- [REQUIRED TASK] Only the run of lines from the one containing "Reviewer note: verify one keypoint per instance of the green" through the last line should be returned, exactly as written.
□ □ □ □ □
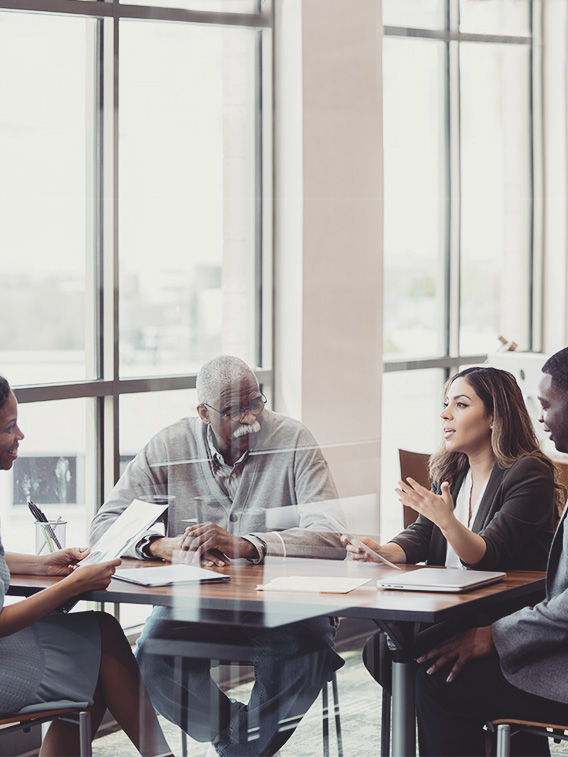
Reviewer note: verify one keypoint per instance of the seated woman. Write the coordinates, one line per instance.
(494, 503)
(79, 657)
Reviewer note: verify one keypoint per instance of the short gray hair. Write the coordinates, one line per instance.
(219, 373)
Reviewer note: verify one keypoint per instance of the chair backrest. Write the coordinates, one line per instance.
(415, 465)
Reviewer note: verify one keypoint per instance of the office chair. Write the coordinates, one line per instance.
(507, 727)
(415, 465)
(81, 716)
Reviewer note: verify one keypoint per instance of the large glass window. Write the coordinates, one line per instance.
(459, 203)
(46, 332)
(135, 197)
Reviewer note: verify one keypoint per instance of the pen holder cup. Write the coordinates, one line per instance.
(50, 536)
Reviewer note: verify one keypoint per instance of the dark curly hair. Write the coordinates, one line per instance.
(557, 368)
(5, 391)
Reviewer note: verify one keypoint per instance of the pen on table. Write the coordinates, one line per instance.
(41, 517)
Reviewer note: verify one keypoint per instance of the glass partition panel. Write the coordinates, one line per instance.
(45, 106)
(52, 469)
(412, 403)
(143, 415)
(418, 14)
(496, 196)
(415, 197)
(212, 6)
(187, 196)
(496, 17)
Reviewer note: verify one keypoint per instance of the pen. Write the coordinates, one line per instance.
(51, 538)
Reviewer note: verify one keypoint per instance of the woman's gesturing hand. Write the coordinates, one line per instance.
(439, 508)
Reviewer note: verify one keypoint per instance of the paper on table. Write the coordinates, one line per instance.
(321, 584)
(125, 531)
(170, 574)
(341, 529)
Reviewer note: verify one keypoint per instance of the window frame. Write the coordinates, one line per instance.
(102, 254)
(452, 37)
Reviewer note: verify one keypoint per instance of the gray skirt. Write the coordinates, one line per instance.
(58, 666)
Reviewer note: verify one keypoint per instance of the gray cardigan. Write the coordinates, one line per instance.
(533, 642)
(285, 469)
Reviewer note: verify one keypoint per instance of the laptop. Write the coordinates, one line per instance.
(440, 579)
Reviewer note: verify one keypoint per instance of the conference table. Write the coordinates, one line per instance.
(239, 601)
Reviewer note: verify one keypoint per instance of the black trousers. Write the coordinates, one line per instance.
(451, 715)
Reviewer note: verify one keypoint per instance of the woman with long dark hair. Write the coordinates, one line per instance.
(494, 502)
(82, 657)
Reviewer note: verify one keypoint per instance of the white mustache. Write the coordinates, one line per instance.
(250, 428)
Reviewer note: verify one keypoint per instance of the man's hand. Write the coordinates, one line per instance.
(211, 542)
(476, 642)
(164, 547)
(64, 561)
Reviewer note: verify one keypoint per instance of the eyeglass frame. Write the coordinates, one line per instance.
(227, 413)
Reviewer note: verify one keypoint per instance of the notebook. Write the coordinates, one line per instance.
(437, 579)
(169, 574)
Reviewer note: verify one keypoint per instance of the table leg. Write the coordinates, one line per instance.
(400, 639)
(404, 709)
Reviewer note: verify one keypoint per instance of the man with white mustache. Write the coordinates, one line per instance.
(230, 471)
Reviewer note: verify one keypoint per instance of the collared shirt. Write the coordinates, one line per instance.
(229, 478)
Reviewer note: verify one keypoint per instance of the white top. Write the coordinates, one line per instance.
(461, 512)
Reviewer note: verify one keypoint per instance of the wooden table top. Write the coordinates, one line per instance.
(240, 594)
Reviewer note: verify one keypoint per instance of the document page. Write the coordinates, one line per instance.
(170, 574)
(126, 531)
(320, 584)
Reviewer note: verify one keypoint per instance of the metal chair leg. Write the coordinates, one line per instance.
(85, 733)
(337, 716)
(503, 740)
(325, 720)
(385, 724)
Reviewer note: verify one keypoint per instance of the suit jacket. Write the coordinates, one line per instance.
(533, 643)
(516, 518)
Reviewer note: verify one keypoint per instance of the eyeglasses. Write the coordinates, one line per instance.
(236, 412)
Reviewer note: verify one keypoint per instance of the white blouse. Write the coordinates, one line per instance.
(461, 512)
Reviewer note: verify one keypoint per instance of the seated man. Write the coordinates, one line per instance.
(515, 668)
(232, 469)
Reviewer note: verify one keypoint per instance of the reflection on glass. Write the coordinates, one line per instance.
(187, 196)
(496, 196)
(418, 14)
(414, 197)
(495, 17)
(213, 6)
(43, 196)
(143, 415)
(412, 403)
(51, 469)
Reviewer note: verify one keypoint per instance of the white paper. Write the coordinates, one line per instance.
(169, 574)
(320, 584)
(125, 531)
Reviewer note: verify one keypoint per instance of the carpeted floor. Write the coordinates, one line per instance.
(360, 706)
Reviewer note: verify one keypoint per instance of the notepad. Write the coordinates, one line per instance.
(317, 584)
(170, 574)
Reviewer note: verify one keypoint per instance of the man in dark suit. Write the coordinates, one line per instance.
(517, 667)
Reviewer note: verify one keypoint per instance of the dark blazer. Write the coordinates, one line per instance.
(516, 517)
(533, 642)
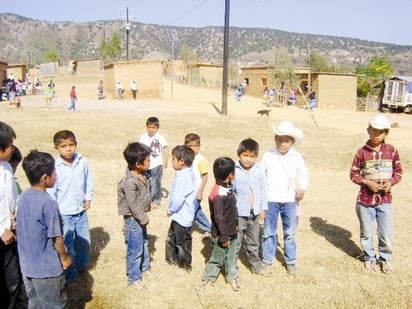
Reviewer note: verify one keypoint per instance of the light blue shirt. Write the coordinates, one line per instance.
(250, 184)
(182, 196)
(74, 185)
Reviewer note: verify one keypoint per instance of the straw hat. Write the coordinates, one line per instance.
(288, 129)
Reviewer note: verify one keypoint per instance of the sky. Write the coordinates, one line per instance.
(374, 20)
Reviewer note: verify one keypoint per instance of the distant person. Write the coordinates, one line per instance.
(120, 90)
(73, 192)
(100, 90)
(272, 96)
(312, 100)
(11, 284)
(133, 87)
(376, 168)
(73, 99)
(181, 208)
(201, 171)
(224, 215)
(43, 256)
(286, 182)
(251, 200)
(159, 156)
(133, 196)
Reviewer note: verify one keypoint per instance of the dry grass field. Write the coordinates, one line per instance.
(330, 274)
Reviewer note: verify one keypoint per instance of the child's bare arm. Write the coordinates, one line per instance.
(61, 250)
(202, 186)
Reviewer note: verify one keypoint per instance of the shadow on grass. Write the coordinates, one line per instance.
(81, 291)
(337, 236)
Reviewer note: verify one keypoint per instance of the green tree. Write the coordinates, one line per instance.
(111, 50)
(372, 76)
(51, 55)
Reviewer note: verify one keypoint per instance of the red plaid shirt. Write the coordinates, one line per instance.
(368, 163)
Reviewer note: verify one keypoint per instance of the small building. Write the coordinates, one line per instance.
(147, 74)
(3, 72)
(88, 67)
(18, 71)
(333, 90)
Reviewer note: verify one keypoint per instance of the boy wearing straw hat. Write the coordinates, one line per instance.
(286, 182)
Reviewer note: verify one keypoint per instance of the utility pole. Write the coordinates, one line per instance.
(173, 70)
(127, 32)
(225, 58)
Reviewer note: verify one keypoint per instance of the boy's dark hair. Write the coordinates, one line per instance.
(135, 153)
(36, 164)
(63, 134)
(248, 144)
(16, 156)
(223, 167)
(153, 121)
(7, 135)
(192, 137)
(185, 153)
□ □ □ □ □
- [RESULT OF THIS TASK]
Reviewer note: verify one keypoint per instance of the green tree. Write the coordinates, one line per instance.
(111, 50)
(372, 76)
(51, 55)
Reviewer note: verify one keypoint per instance of the red plaid shirt. Write the coordinates, one line per instance.
(368, 163)
Reviewer note: verify one keypoint per instance of the small building. Write the coordinates, one line per instance.
(147, 74)
(3, 72)
(88, 67)
(18, 71)
(333, 90)
Reviewer note: verify one keypoint per instance of the boy wearing straw hat. Write the coordinates, one line per instance.
(286, 182)
Reviewer note: verify one keypoint per instance of the utility pole. Write the coordinates, one line per instance.
(173, 70)
(127, 32)
(225, 58)
Reviewer note: verify one keypoint per instance of the boy's dark hair. Write the coordinates, one line per instance.
(135, 153)
(36, 164)
(63, 134)
(248, 144)
(16, 156)
(223, 167)
(153, 121)
(7, 135)
(192, 137)
(185, 153)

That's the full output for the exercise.